SOURCE MATERIAL: Begin
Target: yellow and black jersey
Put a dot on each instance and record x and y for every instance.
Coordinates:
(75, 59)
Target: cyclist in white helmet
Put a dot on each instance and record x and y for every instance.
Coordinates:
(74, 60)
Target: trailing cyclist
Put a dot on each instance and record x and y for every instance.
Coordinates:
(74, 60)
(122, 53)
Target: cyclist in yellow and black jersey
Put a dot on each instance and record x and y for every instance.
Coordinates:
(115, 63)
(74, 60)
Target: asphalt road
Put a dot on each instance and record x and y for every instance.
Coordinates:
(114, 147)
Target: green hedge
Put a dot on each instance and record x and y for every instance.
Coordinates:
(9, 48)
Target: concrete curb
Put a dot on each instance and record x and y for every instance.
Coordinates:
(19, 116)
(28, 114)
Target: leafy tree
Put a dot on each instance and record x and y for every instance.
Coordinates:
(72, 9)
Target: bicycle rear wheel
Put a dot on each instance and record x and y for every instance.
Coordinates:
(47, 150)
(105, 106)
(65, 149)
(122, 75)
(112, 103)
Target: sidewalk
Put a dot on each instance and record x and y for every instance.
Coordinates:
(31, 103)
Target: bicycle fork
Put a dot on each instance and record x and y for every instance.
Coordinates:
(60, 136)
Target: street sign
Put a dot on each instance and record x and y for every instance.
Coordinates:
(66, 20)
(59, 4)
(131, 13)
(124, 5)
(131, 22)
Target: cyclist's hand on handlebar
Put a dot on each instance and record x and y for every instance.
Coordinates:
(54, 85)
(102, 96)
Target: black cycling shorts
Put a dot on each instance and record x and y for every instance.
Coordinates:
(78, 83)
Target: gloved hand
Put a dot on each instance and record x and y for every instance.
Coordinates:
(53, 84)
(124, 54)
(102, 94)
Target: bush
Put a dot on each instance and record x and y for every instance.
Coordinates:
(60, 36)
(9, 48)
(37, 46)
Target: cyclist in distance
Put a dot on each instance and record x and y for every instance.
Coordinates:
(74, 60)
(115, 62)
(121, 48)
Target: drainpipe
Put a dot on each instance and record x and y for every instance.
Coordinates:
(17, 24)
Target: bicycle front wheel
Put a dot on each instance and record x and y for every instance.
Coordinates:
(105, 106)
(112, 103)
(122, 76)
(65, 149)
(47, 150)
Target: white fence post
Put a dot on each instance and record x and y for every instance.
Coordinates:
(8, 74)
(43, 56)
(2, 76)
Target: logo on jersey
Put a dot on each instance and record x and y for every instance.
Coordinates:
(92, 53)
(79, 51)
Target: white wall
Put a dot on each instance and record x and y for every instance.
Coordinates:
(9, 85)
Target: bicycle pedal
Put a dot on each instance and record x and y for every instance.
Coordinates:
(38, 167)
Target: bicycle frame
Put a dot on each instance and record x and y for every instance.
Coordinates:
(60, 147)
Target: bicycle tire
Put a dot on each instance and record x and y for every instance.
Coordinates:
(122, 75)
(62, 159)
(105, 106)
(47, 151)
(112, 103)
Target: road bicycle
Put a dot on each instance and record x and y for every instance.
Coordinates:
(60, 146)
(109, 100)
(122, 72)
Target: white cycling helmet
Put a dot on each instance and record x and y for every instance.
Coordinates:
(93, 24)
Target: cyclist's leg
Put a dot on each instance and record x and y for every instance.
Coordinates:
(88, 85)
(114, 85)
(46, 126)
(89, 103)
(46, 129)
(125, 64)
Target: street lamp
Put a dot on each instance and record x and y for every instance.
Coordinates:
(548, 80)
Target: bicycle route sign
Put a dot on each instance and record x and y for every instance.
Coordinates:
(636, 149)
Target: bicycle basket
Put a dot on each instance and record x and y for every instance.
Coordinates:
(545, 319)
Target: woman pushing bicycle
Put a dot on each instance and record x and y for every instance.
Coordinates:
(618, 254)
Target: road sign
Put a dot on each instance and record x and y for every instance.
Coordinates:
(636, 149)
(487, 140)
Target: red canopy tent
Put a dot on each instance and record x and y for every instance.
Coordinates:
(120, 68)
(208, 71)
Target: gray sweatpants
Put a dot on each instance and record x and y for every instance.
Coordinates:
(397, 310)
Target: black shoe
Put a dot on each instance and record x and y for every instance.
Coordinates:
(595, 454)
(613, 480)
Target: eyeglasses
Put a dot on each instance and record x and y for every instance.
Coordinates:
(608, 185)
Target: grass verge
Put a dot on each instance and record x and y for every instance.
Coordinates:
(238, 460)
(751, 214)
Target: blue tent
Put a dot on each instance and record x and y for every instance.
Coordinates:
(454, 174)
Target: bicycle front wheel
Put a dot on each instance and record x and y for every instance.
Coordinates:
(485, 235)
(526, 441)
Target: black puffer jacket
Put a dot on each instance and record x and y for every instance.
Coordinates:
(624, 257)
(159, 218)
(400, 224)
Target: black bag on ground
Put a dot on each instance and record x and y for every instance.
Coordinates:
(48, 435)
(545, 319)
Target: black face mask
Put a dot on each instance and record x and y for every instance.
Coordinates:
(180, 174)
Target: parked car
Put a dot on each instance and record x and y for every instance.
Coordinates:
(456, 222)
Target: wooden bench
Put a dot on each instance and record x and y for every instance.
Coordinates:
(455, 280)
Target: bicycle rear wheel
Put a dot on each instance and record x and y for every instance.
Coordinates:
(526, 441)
SOURCE MATERIAL: End
WHAT THE TASK REQUIRES. Pull from the data each line where the string "bicycle" turns up.

ANSWER BOX.
Target: bicycle rear wheel
Target: bicycle fork
Target: bicycle front wheel
Target: bicycle pedal
Target: bicycle frame
Target: bicycle tire
Target: road bicycle
Target: bicycle route sign
Target: bicycle basket
Target: woman pushing bicycle
Target: bicycle front wheel
Target: bicycle rear wheel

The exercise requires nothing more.